[start Excerpt to read]

IRECEIVE an e-mail from a BNP member -- not known to me, I add -- in case this "association" is seized upon by Prof. Deborah Lipstadt and her manic army of experts and witnesses as immediate proof of Nazi sympathies.

Today's London Sunday Telegraph, this kind gentleman reports, includes an interview with Prof. Anthony Clare by one Anna Picard. A new series of Clare's radio programme 'In the Psychiatrist's Chair' began this morning, reports the journalist. Toward the end of the interview, she writes these words of undisguised hatred:

...With the notable exception of Paul Johnson, whom he disliked profoundly but refused to go on record as to why, Clare feels a fondness for his subjects -- even if that is rarely reciprocated. "I read things and sometimes I'm thinking, 'I don't much like this person', but you cannot talk intimately to someone without getting a clearer understanding of why they are the sort of person you think they are." 
Even the Holocaust revisionist "historian" David Irving?
  "You got a feel of how little David Irving became big David Irving. It was less of a mystery. That's all you can ask."
  But to be around such misery on a daily basis, and then to compound the stress with interviewing Nazi sympathisers?
 
[continued]Clare's face became a soft, sorrowful blank.
  "That's the mystery of the human condition. On the one hand we need to believe there are monsters. On the other hand you meet the monster and he or she is a human being. That's the problem. If they were monsters it would be easy, I tell you! In my work you meet monsters, but they don't look like monsters and whole chunks of their lives aren't monsterish. They start the same way as you or I." ...

NOW, Professor Anthony Clare (below), as he likes to be called, is well known to me. He is the BBC's Frasier. Anthony ClareIn late 1982 I was one of the first six personalities whom he invited to sit in his famous Chair to be grilled as though by a psychiatrist (which is indeed his profession); the terms being, "no holds barred" -- one was not allowed to duck any questions.

[end Excerpt to read]
[start Provided records]

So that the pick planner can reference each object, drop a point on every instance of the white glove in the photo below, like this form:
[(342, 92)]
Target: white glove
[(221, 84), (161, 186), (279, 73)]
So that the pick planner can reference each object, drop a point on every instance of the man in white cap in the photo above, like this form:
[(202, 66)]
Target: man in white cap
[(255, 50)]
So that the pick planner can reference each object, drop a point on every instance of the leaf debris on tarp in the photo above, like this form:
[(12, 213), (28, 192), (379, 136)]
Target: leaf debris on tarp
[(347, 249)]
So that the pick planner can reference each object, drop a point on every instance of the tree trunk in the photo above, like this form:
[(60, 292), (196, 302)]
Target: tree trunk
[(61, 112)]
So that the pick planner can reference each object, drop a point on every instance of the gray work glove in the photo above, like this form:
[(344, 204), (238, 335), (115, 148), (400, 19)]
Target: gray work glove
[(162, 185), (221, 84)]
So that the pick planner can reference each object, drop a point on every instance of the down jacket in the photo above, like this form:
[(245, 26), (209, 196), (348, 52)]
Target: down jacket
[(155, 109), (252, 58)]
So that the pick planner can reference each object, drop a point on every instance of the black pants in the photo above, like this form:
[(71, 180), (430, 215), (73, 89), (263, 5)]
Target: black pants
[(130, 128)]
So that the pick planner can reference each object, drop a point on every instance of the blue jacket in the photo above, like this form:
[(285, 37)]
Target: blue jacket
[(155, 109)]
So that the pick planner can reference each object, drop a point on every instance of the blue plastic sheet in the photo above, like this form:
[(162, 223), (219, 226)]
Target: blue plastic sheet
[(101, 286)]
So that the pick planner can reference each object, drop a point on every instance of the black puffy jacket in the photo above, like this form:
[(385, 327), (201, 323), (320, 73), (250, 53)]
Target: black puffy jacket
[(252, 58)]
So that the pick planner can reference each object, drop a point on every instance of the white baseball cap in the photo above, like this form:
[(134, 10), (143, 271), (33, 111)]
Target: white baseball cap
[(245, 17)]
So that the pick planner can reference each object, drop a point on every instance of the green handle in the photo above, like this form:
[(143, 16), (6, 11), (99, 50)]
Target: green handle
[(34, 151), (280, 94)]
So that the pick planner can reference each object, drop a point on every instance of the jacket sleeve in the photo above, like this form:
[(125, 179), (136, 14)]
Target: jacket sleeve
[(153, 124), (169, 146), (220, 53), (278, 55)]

[end Provided records]

→ Objectives:
A - Answer these questions about the excerpt on Anthony Clare, one answer per line:
(i) Which newspaper carried the interview with Clare?
(ii) Which person does the interview say Clare disliked profoundly?
(iii) Which American television character does the writer compare Clare to?
B - Rewrite the records from the line that contains "the blue plastic" through the line that contains "[(252, 58)]", including both of those lines, and increase every coordinate in the answers by 139. Leave the requests and their format samples unchanged, and give only those lines.

→ Responses for each task:
A -
(i) The London Sunday Telegraph
(ii) Paul Johnson
(iii) Frasier; the writer calls him "the BBC's Frasier."

B -
So that the pick planner can reference each object, drop a point on every instance of the blue plastic sheet in the photo above, like this form:
[(162, 223), (219, 226)]
Target: blue plastic sheet
[(240, 425)]
So that the pick planner can reference each object, drop a point on every instance of the black puffy jacket in the photo above, like this form:
[(385, 327), (201, 323), (320, 73), (250, 53)]
Target: black puffy jacket
[(391, 197)]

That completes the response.